## PROBLEM DETAILS
Print all entries precisely as they are written.

---------------

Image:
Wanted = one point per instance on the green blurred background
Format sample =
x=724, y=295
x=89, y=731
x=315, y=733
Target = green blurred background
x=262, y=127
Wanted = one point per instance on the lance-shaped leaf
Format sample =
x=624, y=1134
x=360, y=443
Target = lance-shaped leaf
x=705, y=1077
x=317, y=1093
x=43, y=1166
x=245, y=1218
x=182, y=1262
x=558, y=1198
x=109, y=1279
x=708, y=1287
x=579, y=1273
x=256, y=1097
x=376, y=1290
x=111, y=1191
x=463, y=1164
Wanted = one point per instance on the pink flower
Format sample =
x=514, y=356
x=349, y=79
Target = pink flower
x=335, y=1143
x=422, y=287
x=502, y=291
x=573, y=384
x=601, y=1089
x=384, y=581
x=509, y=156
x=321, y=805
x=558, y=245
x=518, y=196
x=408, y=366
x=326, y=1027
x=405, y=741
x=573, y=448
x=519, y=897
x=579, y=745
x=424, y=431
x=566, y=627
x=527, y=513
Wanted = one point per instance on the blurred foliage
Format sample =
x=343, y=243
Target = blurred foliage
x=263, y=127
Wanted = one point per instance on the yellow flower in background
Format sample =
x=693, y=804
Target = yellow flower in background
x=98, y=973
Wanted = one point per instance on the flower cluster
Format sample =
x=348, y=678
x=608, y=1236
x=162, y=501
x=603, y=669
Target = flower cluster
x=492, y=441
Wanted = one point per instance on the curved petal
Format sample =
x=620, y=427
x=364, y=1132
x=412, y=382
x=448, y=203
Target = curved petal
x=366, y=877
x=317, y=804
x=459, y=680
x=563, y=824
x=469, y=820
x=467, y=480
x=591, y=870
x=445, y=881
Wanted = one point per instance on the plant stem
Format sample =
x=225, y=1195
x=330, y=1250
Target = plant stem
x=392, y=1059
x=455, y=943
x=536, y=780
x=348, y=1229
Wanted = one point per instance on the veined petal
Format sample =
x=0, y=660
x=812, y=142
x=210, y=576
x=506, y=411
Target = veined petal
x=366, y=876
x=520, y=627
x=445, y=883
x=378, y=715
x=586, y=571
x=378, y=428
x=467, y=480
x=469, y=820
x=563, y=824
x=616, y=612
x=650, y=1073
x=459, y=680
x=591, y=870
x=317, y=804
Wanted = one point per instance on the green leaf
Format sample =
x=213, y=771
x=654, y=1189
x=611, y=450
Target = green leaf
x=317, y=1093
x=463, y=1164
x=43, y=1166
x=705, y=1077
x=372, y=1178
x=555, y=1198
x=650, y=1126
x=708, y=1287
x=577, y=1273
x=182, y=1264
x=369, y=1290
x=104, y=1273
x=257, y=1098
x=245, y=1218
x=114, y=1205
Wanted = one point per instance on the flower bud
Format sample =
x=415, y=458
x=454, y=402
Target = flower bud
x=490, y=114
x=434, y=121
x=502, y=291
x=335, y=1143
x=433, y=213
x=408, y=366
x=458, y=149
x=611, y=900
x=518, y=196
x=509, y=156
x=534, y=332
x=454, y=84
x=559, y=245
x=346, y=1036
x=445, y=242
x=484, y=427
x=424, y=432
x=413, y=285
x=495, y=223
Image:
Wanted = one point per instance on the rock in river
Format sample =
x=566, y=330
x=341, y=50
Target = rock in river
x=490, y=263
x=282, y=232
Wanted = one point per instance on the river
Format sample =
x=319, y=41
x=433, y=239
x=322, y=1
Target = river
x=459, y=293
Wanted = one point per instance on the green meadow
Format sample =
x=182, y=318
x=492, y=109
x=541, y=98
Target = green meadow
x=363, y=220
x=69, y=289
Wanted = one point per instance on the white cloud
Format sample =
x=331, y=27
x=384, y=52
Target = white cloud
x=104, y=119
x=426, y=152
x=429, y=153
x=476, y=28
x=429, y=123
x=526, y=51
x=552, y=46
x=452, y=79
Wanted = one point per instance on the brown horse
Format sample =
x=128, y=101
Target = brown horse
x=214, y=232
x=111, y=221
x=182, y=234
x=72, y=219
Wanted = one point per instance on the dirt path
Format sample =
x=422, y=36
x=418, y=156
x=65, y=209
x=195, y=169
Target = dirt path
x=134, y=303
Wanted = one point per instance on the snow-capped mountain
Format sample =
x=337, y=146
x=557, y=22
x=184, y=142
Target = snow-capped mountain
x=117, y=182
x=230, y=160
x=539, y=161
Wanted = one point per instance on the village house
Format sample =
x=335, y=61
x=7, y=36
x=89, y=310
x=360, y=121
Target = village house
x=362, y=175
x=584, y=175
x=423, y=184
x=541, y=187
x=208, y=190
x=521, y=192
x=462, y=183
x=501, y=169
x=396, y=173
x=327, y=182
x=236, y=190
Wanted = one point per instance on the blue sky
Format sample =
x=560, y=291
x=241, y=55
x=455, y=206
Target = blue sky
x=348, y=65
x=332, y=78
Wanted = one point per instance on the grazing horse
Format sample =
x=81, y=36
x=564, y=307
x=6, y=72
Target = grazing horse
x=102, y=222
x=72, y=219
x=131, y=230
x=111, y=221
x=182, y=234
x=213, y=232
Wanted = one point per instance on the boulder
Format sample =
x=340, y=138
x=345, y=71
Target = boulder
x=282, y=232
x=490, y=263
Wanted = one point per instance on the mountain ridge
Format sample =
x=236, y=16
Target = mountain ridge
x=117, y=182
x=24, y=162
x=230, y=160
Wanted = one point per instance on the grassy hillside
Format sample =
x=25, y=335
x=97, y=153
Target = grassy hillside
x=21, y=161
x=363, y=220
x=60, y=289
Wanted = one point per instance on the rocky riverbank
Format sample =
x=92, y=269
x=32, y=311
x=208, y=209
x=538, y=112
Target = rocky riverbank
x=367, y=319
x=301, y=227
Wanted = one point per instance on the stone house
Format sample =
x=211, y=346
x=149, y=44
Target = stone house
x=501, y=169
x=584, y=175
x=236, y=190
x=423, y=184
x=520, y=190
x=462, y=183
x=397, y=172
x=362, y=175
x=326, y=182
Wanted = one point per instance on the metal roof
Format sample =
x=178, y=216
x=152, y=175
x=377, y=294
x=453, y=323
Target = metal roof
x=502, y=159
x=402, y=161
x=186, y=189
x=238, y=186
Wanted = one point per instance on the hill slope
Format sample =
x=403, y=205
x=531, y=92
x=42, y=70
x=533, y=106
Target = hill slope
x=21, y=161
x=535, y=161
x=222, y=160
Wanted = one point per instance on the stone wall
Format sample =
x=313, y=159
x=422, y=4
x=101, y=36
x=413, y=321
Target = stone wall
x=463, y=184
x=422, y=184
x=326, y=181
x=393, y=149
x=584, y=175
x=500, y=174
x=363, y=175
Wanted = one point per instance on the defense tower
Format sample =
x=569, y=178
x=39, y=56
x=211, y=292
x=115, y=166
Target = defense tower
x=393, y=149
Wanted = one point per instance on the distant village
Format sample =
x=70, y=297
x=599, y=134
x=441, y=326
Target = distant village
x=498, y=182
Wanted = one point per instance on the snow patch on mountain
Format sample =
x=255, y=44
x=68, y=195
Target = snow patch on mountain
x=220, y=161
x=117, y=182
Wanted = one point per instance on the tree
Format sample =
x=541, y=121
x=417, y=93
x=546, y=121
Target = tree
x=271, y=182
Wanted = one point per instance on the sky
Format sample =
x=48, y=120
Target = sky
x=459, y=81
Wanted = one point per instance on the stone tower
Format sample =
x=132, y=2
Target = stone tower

---------------

## TASK ANSWER
Image:
Wanted = one point per instance on the green blurred background
Format sample =
x=724, y=295
x=89, y=731
x=315, y=733
Target = green blurred background
x=262, y=127
Wanted = one point per instance on the lance-shaped leaf
Format sample =
x=624, y=1134
x=360, y=443
Target = lance-shaped leaf
x=705, y=1077
x=317, y=1093
x=43, y=1166
x=245, y=1218
x=182, y=1262
x=558, y=1198
x=109, y=1279
x=708, y=1287
x=579, y=1273
x=256, y=1097
x=376, y=1290
x=111, y=1191
x=463, y=1164
Wanted = one point per instance on the pink flower
Format sample =
x=514, y=356
x=349, y=79
Target = pink flower
x=335, y=1143
x=422, y=287
x=502, y=291
x=573, y=384
x=601, y=1089
x=384, y=581
x=509, y=156
x=321, y=805
x=558, y=245
x=518, y=196
x=408, y=366
x=326, y=1027
x=405, y=741
x=573, y=448
x=519, y=897
x=579, y=745
x=424, y=431
x=566, y=627
x=527, y=513
Wanted = one point per instance on the blurred foliage
Format sample =
x=343, y=243
Target = blurred foliage
x=263, y=127
Wanted = one point per instance on the yellow flower in background
Format sample =
x=693, y=804
Target = yellow flower in background
x=98, y=973
Wanted = one point per instance on the flower cluster
Format sample =
x=348, y=678
x=608, y=1236
x=162, y=501
x=603, y=669
Target = flower cluster
x=492, y=441
Wanted = one point per instance on the curved petal
Format sample =
x=620, y=427
x=364, y=1132
x=412, y=382
x=448, y=203
Target = curved petal
x=366, y=877
x=317, y=804
x=459, y=680
x=563, y=824
x=469, y=820
x=467, y=480
x=591, y=870
x=445, y=881
Wanted = one point per instance on the plant stem
Format sample =
x=225, y=1195
x=330, y=1250
Target = plant stem
x=392, y=1059
x=455, y=943
x=536, y=780
x=348, y=1229
Wanted = one point per instance on the veined petal
Format sample =
x=0, y=660
x=812, y=142
x=210, y=576
x=506, y=411
Target = veined petal
x=366, y=876
x=520, y=627
x=445, y=883
x=378, y=715
x=586, y=571
x=378, y=428
x=467, y=480
x=469, y=820
x=563, y=824
x=616, y=612
x=650, y=1073
x=459, y=680
x=591, y=870
x=317, y=804
Wanted = one point per instance on the green leaf
Format sample =
x=213, y=771
x=654, y=1189
x=611, y=450
Target = green leaf
x=317, y=1093
x=463, y=1164
x=43, y=1166
x=705, y=1077
x=372, y=1178
x=555, y=1198
x=650, y=1126
x=708, y=1287
x=577, y=1273
x=182, y=1264
x=369, y=1290
x=104, y=1273
x=257, y=1098
x=245, y=1218
x=114, y=1205
Wanted = one point per instance on the flower bud
Format sample =
x=415, y=458
x=454, y=402
Target = flower bud
x=490, y=114
x=434, y=121
x=502, y=291
x=335, y=1143
x=433, y=213
x=408, y=366
x=458, y=149
x=611, y=900
x=518, y=196
x=509, y=156
x=534, y=332
x=454, y=84
x=559, y=245
x=346, y=1036
x=445, y=242
x=484, y=427
x=424, y=432
x=413, y=285
x=495, y=223
Image:
Wanted = one point per instance on the rock in river
Format sample =
x=566, y=330
x=341, y=50
Target = rock in river
x=490, y=263
x=282, y=232
Wanted = one point per instance on the river
Format sample =
x=319, y=41
x=433, y=239
x=322, y=1
Target = river
x=459, y=293
Wanted = one point per instance on the green meadow
Format sample =
x=182, y=318
x=492, y=109
x=541, y=98
Target = green meadow
x=363, y=220
x=69, y=289
Wanted = one point per instance on the white cloud
Format sample =
x=331, y=27
x=384, y=52
Target = white cloud
x=104, y=119
x=426, y=152
x=429, y=153
x=476, y=28
x=429, y=123
x=526, y=51
x=552, y=46
x=452, y=79
Wanted = one point per instance on the brown horse
Format sample =
x=128, y=101
Target = brown horse
x=214, y=232
x=111, y=221
x=182, y=234
x=72, y=219
Wanted = one point per instance on the dirt path
Format sample =
x=422, y=36
x=418, y=156
x=65, y=209
x=195, y=169
Target = dirt path
x=134, y=303
Wanted = one point per instance on the snow-capped mountain
Format sample =
x=337, y=146
x=557, y=22
x=184, y=142
Target = snow-capped mountain
x=117, y=182
x=230, y=160
x=539, y=161
Wanted = one point per instance on the village house
Format sample =
x=335, y=61
x=7, y=36
x=89, y=310
x=360, y=121
Target = village house
x=362, y=175
x=584, y=175
x=423, y=184
x=541, y=187
x=208, y=190
x=521, y=192
x=462, y=183
x=501, y=169
x=396, y=173
x=327, y=182
x=236, y=190
Wanted = one point per instance on the blue sky
Format sample =
x=560, y=291
x=241, y=55
x=455, y=206
Target = blue sky
x=348, y=65
x=332, y=78
Wanted = one point per instance on the grazing horse
Format sample =
x=81, y=36
x=564, y=307
x=6, y=72
Target = grazing horse
x=102, y=222
x=72, y=219
x=131, y=230
x=111, y=221
x=182, y=234
x=213, y=232
Wanted = one point per instance on the boulder
Format sample =
x=340, y=138
x=345, y=71
Target = boulder
x=282, y=232
x=490, y=263
Wanted = one point per instance on the mountain ridge
Format sample =
x=236, y=16
Target = mountain ridge
x=117, y=182
x=24, y=162
x=230, y=160
Wanted = one point per instance on the grassy hillside
Format sample =
x=25, y=335
x=97, y=153
Target = grassy hillside
x=21, y=161
x=363, y=220
x=60, y=289
Wanted = one point per instance on the rocky riverbank
Format sample =
x=92, y=269
x=32, y=311
x=208, y=209
x=538, y=112
Target = rocky riverbank
x=367, y=319
x=301, y=227
Wanted = one point per instance on the stone house
Format sample =
x=211, y=346
x=149, y=44
Target = stone house
x=501, y=169
x=584, y=175
x=236, y=190
x=423, y=184
x=520, y=190
x=462, y=183
x=397, y=172
x=362, y=175
x=326, y=182
Wanted = one point per instance on the metal roof
Format sample =
x=178, y=216
x=152, y=175
x=377, y=294
x=453, y=323
Target = metal roof
x=502, y=159
x=402, y=161
x=186, y=189
x=238, y=186
Wanted = one point per instance on the hill slope
Format sample =
x=403, y=205
x=531, y=92
x=42, y=70
x=533, y=106
Target = hill slope
x=21, y=161
x=535, y=161
x=222, y=160
Wanted = one point per instance on the stone wall
Format sample =
x=313, y=159
x=422, y=4
x=101, y=36
x=413, y=321
Target = stone wall
x=463, y=184
x=422, y=184
x=326, y=181
x=393, y=149
x=584, y=175
x=500, y=174
x=363, y=175
Wanted = one point per instance on the defense tower
Format sample =
x=569, y=178
x=39, y=56
x=211, y=292
x=115, y=166
Target = defense tower
x=393, y=149
Wanted = one point per instance on the distant village
Format sample =
x=70, y=297
x=599, y=134
x=441, y=326
Target = distant village
x=498, y=182
Wanted = one point per instance on the snow patch on mountain
Format sample =
x=255, y=44
x=68, y=195
Target = snow patch on mountain
x=220, y=161
x=117, y=182
Wanted = one point per instance on the tree
Format sample =
x=541, y=121
x=417, y=93
x=546, y=121
Target = tree
x=271, y=182
Wanted = one point per instance on the sky
Format sample =
x=48, y=120
Target = sky
x=459, y=81
Wanted = one point per instance on the stone tower
Format sample =
x=132, y=2
Target = stone tower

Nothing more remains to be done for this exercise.